• WHAT TO DO
Copy word for word every line of the entries from the one containing "the condominium complex." down to the final line of the entries.

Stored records

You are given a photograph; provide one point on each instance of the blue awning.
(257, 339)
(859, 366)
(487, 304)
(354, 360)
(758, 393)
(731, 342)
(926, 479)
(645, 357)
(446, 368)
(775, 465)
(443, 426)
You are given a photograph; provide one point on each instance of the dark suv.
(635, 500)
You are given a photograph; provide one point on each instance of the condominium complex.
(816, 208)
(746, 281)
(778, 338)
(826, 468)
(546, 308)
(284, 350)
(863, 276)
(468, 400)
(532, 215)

• EXERCISE ANSWER
You are given a photograph; provide one point on each instance of the condominium complex.
(816, 208)
(746, 281)
(778, 338)
(826, 468)
(546, 308)
(284, 350)
(863, 276)
(468, 400)
(532, 215)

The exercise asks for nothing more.